Clusters of Unequal Size

In general, this is more practical
We will be only discussing estimation of parameters for which an unbiased estimator exists.
For the N clusters that make up the population, they have \(M_1,M_2,...M_N\) SSU’s respectively. (M being the number of people per cluster) (SSU = # of people in said population)
Let \[M_0 = \sum_{i=1}^NM_i\] then \(M_0\) is the number of SSU’s in the population. (aka sum of the population).
The probability that a PSU is in our sample is \[\frac{n}{N}\] Since we are still discussing one-stage cluster sampling, we sample every unit in every selected cluster.

Here, where i represents the cluster(PSU)

\[t_i = \sum_{j=1}^{M_i}y_{ij}\]

An estimator for the population total is then,

Where N = Number of clusters in the population n = Number of chosen samples in the population

\[\hat{t}_{unb} = \frac{N}{n}\sum_{i=1}^nt_i \]

Aside: A potential alternative would be to look at the average of all the SSU’s and then divide them

\[M_0 * \frac{t_1 + t_2 + ... t_n}{M_1 + M_2 + ... M_n}\]

denominator = average for all \(y_{ij}\)’s

It can be shown that the estimated standard error for \(\hat{t}_{unb}\) is \[SE(\hat{t}_{unb}) = N* \sqrt{(1-\frac{n}{N})*\frac{S_t^2}{n}}\]

Where \[s_t^2 = \frac{1}{n-1}*\sum(t_i - \frac{\hat{t}}{N})^2\]

Although this is the same formula as the case of equal cluster sizes, the above SE tends to be larger.
:::
■ **Tasks and exercises**
A: Please list every symbol that the notes on clusters of unequal size set equal to a formula with an equals sign.
B: In the notes on clusters of unequal size, what is the probability that a PSU is in the sample?
C: Carry the notes on clusters of unequal size forward from their final sentence.
:::
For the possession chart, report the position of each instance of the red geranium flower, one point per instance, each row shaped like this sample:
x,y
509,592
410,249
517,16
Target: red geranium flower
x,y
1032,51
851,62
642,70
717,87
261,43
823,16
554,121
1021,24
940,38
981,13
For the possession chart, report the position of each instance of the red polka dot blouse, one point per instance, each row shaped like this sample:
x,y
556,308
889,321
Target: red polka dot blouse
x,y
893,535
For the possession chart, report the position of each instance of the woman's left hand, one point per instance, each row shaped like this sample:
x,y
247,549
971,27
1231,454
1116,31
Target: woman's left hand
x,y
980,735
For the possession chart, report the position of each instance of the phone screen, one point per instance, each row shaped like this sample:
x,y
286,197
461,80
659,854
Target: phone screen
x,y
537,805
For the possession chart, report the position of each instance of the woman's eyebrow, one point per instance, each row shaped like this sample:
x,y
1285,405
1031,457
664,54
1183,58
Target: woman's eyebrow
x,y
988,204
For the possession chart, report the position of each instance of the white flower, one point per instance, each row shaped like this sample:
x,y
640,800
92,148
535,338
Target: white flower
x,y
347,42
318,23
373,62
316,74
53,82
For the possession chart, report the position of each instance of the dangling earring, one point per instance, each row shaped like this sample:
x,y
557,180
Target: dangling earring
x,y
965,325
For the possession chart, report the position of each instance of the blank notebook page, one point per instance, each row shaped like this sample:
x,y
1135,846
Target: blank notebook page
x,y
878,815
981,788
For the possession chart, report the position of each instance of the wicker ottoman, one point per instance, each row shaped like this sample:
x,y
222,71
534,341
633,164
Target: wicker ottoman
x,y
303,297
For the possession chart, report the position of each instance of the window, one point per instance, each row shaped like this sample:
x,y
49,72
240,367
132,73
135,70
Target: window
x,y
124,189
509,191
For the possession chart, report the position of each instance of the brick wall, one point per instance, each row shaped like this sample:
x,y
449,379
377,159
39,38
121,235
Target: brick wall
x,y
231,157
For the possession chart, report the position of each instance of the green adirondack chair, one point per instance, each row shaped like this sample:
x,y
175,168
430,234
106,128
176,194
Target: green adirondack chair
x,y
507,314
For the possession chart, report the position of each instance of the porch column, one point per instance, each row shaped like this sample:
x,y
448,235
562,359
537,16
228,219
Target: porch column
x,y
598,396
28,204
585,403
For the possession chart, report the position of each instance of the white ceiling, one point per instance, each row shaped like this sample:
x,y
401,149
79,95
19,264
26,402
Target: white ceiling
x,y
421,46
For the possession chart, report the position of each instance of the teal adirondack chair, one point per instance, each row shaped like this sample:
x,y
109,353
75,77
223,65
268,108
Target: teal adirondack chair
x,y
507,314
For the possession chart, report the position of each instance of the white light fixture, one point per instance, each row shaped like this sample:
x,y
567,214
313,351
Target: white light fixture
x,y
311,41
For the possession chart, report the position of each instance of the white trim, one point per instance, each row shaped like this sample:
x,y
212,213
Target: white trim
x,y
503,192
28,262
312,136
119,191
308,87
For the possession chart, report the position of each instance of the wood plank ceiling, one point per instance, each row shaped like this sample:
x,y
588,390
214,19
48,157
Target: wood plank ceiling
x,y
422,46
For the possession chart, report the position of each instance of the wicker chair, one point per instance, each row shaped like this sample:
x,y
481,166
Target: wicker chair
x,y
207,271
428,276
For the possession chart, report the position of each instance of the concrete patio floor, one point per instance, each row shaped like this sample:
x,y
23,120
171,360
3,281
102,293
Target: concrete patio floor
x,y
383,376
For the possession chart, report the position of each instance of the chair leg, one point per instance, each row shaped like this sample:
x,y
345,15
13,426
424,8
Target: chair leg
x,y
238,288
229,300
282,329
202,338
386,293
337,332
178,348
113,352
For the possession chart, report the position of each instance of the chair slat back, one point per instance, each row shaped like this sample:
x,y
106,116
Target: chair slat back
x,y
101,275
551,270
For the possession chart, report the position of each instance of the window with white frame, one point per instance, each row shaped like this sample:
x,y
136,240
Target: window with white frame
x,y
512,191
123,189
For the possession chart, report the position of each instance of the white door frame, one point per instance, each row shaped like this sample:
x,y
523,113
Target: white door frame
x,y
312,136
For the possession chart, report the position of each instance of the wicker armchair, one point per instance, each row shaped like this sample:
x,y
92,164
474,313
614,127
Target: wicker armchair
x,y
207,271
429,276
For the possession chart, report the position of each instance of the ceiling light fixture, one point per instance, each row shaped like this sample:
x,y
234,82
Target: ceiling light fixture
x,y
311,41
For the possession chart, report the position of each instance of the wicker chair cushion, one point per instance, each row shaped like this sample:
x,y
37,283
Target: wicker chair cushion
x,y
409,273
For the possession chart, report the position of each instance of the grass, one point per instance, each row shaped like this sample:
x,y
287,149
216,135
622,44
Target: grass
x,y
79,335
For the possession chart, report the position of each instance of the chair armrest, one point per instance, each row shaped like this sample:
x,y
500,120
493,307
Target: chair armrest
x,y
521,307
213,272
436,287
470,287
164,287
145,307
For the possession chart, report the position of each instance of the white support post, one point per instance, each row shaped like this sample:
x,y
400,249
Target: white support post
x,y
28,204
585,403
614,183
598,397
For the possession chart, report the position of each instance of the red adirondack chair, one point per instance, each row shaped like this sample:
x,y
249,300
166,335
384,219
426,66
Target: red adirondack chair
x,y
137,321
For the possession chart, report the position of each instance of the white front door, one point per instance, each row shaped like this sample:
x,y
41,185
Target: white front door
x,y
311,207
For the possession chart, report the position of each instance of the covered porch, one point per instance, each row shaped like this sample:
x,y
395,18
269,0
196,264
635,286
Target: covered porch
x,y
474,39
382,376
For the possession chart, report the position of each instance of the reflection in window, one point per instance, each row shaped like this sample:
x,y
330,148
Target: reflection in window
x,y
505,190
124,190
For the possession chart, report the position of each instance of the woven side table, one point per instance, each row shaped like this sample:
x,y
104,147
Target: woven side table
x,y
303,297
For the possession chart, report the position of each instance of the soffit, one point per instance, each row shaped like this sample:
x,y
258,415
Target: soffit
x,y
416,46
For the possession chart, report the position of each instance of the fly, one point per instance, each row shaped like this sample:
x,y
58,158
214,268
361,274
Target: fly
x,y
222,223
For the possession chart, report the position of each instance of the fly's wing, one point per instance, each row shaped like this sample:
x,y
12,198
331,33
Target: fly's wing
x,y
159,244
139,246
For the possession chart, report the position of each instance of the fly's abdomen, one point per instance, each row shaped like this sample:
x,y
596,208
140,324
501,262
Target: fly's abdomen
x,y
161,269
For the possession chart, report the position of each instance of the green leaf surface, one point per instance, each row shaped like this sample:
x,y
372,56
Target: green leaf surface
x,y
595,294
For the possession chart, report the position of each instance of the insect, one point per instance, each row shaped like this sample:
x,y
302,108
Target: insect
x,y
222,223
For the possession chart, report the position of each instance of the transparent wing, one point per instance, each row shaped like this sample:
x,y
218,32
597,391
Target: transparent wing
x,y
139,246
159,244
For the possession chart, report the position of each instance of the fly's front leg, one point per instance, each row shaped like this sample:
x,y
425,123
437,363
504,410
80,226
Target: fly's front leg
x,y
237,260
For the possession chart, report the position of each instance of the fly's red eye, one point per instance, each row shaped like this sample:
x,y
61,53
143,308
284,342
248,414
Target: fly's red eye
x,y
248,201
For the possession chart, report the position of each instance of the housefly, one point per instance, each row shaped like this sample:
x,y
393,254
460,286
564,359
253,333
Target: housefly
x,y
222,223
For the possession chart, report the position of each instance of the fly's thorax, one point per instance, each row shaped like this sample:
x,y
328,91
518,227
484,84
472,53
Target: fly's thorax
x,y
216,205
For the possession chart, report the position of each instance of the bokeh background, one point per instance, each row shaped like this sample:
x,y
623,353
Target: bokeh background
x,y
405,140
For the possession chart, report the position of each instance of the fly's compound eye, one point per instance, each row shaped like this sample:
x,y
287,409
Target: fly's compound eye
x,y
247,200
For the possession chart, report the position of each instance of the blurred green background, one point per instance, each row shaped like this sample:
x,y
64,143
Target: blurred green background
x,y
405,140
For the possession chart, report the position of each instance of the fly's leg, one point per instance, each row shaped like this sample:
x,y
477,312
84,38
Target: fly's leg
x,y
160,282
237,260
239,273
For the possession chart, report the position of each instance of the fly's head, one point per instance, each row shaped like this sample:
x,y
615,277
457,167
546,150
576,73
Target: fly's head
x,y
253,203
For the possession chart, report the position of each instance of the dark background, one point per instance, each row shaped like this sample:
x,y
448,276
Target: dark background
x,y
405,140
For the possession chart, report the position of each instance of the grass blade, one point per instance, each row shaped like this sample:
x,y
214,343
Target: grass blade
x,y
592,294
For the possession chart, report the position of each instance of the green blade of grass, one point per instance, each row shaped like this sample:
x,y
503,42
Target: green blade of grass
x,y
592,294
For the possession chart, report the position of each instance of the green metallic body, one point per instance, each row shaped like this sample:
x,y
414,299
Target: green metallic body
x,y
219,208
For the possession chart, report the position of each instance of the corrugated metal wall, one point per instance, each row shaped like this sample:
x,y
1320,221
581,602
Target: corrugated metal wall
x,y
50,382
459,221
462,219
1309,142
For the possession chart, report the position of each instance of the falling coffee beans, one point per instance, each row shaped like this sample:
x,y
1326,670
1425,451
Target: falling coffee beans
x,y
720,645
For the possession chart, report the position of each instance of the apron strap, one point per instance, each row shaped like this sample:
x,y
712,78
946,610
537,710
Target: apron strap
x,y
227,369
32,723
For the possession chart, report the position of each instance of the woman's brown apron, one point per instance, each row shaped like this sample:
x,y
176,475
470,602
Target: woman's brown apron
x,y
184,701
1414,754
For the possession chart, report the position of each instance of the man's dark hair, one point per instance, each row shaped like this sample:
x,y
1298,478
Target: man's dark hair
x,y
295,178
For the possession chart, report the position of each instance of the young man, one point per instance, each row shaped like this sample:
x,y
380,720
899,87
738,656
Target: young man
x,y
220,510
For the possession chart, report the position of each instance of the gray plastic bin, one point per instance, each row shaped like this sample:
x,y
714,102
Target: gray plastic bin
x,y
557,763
:::
■ **The replies**
A:
- M_0
- t_i
- t̂_unb
- SE(t̂_unb)
- s_t²

B: n/N

C:
This is because there is more variation between the cluster totals.

Confidence Interval

Thus, a (1-x)*100% CI for Tao, (the population total), is

\[\hat{t}_{unb} +- Z_{\alpha/2}*SE(\hat{t}_{unb})\]

For the mean

The estimator is,

\[\hat{\bar{y}}_{unb} = \frac{1}{M_0}*\hat{t}_{unb}\]

with standard error

\[SE(\hat{\bar{y}}_{unb}) = \frac{1}{M_0}*SE(\hat{t}_{unb})\]

Thus resulting in the CI

\[\hat{\bar{y}}_{unb} +- Z_{\alpha/2}*SE(\hat{\bar{y}}_{unb})\]

Estimating the Population Proportion

Let \(a_i\) be the number of individuals in cluster i having the characteristic of interest.

Across all SSU’s sampled, the sample proportion is

\[\hat{p} = \frac{\sum{a_n}}{\sum{m_n}}\]

It can be shown that

\[\hat{V(\hat{p})} = (\frac{N-n}{N_n \bar{M}^2})*S_p^2\]

where \[S_p^2 = \sum_{i=1}^n(\frac{(a_i - \hat{p}m_i)^2}{n-1})\] (Variances among the clusters)

and \(\bar{M} = \frac{M_0}{N}\) (Average cluster size, where N = number of clusters, \(M_0\) = number of people in each cluster

If we don’t know \(\bar{M}\), we can estimate it with

\[\bar{m} = \frac{1}{n}\sum_{i=1}^nM_i = \hat{\bar{M}}\]

The 95% confidence interval for p is

\[\hat{p} \pm z_{\alpha/2}*\sqrt{\hat{V(\hat{p})}}\]

Week 10 Day 1

Two-Stage cluster Sampling - Recall, we take a random sample of clusters (psu’s) and then, from each, take a random sample of SSU’s

We will take a SRS of \(m_i\) observations from the ith cluster, containing \(M_i\) individuals.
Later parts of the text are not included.